#### EXERCISE DIRECTIONS
Every entry is to be printed again precisely as given.

(Records from a collection)

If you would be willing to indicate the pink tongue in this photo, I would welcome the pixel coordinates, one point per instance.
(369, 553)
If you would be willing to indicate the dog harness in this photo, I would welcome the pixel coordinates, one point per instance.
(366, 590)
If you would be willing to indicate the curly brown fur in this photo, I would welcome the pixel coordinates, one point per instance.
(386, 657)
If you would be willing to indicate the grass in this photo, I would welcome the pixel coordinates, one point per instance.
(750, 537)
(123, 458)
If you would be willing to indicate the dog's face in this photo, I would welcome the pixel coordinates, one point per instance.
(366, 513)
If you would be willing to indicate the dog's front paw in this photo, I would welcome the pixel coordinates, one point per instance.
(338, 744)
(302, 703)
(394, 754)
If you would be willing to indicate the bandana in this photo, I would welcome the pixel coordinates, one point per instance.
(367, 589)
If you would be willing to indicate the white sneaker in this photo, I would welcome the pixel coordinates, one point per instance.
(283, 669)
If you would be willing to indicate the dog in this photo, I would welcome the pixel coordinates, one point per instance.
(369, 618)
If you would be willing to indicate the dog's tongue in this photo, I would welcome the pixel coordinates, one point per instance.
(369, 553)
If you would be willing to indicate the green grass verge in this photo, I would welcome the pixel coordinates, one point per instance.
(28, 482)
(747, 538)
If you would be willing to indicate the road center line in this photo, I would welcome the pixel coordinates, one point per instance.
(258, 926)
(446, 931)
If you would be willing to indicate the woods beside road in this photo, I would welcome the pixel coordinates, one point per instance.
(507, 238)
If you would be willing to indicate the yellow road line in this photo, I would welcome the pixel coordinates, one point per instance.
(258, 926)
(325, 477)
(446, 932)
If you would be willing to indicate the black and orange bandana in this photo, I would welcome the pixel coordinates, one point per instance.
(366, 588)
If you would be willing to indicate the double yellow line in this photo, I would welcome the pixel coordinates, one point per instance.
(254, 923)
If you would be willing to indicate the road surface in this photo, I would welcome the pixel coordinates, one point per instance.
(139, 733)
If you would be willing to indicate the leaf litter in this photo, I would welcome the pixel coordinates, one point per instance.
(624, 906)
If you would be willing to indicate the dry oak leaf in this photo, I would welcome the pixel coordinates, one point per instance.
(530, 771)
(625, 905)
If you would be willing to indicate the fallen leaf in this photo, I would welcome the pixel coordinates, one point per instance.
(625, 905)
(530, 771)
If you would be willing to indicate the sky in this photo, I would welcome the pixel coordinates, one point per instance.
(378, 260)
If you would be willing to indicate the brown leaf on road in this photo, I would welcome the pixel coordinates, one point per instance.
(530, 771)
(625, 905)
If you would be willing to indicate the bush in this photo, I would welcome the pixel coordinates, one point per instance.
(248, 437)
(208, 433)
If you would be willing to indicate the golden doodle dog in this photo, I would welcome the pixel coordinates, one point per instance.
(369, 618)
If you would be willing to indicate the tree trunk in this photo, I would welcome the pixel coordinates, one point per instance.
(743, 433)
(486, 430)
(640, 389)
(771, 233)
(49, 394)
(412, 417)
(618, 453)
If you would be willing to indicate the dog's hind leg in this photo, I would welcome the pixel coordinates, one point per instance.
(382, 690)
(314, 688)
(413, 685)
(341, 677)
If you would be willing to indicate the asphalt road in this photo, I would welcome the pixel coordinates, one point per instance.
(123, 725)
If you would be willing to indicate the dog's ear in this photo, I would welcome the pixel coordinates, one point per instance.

#### YOUR RESPONSE
If you would be willing to indicate the pink tongue in this photo, I would welcome the pixel coordinates, one point per instance.
(369, 553)
If you would be willing to indicate the dog harness in this photo, I would welcome the pixel coordinates, one point per instance.
(366, 590)
If you would be willing to indicate the curly brown fur in this photo, I would welcome the pixel coordinates, one point per instance.
(386, 657)
If you would be willing to indicate the grass in this photo, I would welcome the pixel coordinates, one point per instance.
(750, 537)
(123, 458)
If you would be willing to indicate the dog's face in this photo, I would welcome the pixel coordinates, one point per instance.
(366, 513)
If you would be willing to indicate the dog's front paw in this photo, I would welcome the pixel coordinates, one point per instance.
(338, 744)
(302, 703)
(394, 754)
If you would be willing to indicate the bandana in this photo, I would welcome the pixel coordinates, one point per instance.
(367, 589)
If you would be willing to indicate the white sneaker in this photo, I would welcome the pixel coordinates, one point per instance.
(283, 669)
If you would be willing to indicate the dog in this photo, I would welcome the pixel coordinates, one point per instance.
(369, 618)
If you would be willing to indicate the dog's tongue in this photo, I would welcome the pixel coordinates, one point per instance.
(369, 553)
If you would be willing to indicate the green grass verge in this photo, I would welcome the pixel coordinates, one point per instance.
(28, 482)
(747, 538)
If you would be willing to indicate the road center line in this photo, I would welcome the pixel coordinates, one point per instance.
(258, 926)
(446, 931)
If you would be willing to indicate the woods beside road in this photo, I would welcome the pixel coordinates, one point per instance.
(507, 238)
If you would be willing to indicate the yellow road line in this photo, I would welcome the pixel coordinates, one point per instance.
(258, 926)
(325, 477)
(446, 932)
If you would be willing to indicate the black and orange bandana in this photo, I would welcome the pixel coordinates, one point per instance.
(366, 588)
If you would be willing to indicate the double yellow line in this photo, I would welcome the pixel coordinates, one point per instance.
(254, 923)
If you would be willing to indicate the road surface in this photo, I would welcome the pixel coordinates, one point per instance.
(139, 733)
If you would be willing to indicate the leaf litter in this photo, I would welcome the pixel coordinates, one point per instance.
(624, 906)
If you would be willing to indicate the dry oak leaf in this photo, I would welcome the pixel coordinates, one point per instance.
(530, 771)
(625, 905)
If you would be willing to indicate the fallen leaf in this photo, I would welcome the pixel coordinates, one point per instance.
(625, 905)
(530, 771)
If you would be willing to indicate the sky in this photo, I would welcome the pixel coordinates, one point per instance.
(378, 260)
If you would be willing to indicate the brown leaf on road in this photo, I would welcome the pixel coordinates, one point per instance.
(530, 771)
(625, 905)
If you would be willing to indicate the bush in this photo, I would welcome the pixel coordinates, one point per instance.
(248, 437)
(208, 433)
If you would be willing to indicate the golden doodle dog in this photo, I would welcome the pixel coordinates, one point per instance.
(369, 618)
If you would be willing to indicate the tree trunk in this photo, I would welcome the pixel coordinates, one point per instance.
(743, 433)
(486, 430)
(640, 389)
(771, 233)
(49, 394)
(412, 417)
(618, 453)
If you would be willing to indicate the dog's hind leg in this photo, I would welcome the pixel coordinates, one point per instance.
(382, 690)
(314, 688)
(413, 685)
(341, 677)
If you would be willing to indicate the asphalt road in this photo, I would welcome the pixel coordinates, one point per instance.
(123, 725)
If you would be willing to indicate the dog's ear in this photo, I would welcome the pixel coordinates, one point per instance.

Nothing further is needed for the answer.